Records from a data source:
**********

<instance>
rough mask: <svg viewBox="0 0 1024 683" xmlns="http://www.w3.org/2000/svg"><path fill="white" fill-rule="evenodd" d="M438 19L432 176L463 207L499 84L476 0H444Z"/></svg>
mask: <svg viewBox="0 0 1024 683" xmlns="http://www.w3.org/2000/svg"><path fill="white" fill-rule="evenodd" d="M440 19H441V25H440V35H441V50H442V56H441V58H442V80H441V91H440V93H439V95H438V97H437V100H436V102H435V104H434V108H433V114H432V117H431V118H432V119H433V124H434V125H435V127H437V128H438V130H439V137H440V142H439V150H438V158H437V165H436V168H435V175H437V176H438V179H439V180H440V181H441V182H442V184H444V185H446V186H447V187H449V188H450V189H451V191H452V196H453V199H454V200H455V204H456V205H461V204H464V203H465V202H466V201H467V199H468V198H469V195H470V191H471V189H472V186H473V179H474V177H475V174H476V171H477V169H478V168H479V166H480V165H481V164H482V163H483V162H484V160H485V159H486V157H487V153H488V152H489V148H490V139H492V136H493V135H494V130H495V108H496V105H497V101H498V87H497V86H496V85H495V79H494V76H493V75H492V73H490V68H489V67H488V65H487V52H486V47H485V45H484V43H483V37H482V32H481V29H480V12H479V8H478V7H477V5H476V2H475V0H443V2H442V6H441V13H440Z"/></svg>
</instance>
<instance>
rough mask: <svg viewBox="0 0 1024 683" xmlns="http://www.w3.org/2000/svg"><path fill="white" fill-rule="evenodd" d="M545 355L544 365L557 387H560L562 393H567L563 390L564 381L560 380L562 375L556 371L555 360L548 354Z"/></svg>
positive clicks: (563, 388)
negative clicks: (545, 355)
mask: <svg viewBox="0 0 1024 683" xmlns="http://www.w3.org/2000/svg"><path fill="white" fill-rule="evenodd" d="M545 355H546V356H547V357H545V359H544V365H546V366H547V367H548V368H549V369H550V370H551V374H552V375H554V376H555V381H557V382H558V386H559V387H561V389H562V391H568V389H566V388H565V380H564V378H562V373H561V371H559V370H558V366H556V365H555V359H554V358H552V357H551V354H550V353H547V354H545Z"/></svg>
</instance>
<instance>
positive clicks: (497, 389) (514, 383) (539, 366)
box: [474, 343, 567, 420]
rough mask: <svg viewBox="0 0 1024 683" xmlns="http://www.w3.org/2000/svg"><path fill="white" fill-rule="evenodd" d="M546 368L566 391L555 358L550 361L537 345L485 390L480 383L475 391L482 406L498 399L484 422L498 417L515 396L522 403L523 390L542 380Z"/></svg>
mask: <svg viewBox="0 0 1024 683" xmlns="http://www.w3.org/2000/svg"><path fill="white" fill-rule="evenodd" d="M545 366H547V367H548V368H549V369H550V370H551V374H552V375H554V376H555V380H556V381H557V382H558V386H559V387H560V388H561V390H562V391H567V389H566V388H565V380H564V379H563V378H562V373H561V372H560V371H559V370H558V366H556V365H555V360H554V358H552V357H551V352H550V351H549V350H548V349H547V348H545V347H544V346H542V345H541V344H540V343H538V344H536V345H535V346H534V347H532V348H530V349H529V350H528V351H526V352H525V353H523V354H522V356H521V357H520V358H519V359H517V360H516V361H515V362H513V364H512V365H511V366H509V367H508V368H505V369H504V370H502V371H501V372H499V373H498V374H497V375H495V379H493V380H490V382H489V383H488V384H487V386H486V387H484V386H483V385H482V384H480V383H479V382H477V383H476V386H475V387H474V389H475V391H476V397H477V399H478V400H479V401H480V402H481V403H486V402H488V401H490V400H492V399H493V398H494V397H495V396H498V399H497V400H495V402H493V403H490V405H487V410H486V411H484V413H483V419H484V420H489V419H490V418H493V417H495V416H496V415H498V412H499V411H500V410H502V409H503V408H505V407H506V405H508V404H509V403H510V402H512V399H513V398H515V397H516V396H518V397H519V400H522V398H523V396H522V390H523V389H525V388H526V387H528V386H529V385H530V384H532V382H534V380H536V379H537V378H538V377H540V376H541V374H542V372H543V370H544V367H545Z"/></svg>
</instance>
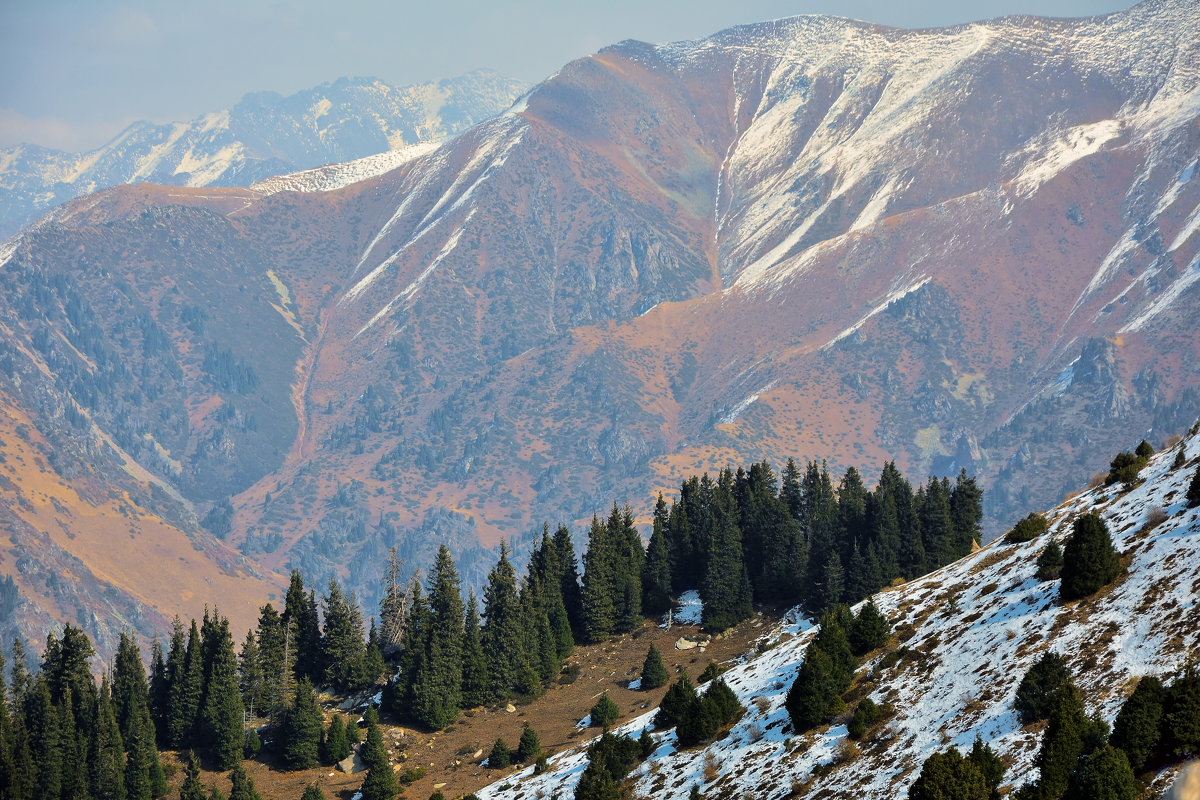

**********

→ **Task statement**: Scan the data above and copy each line containing the word "positive".

→ **Exercise solution**:
positive clicks: (563, 388)
positive clicks: (497, 389) (514, 383) (539, 366)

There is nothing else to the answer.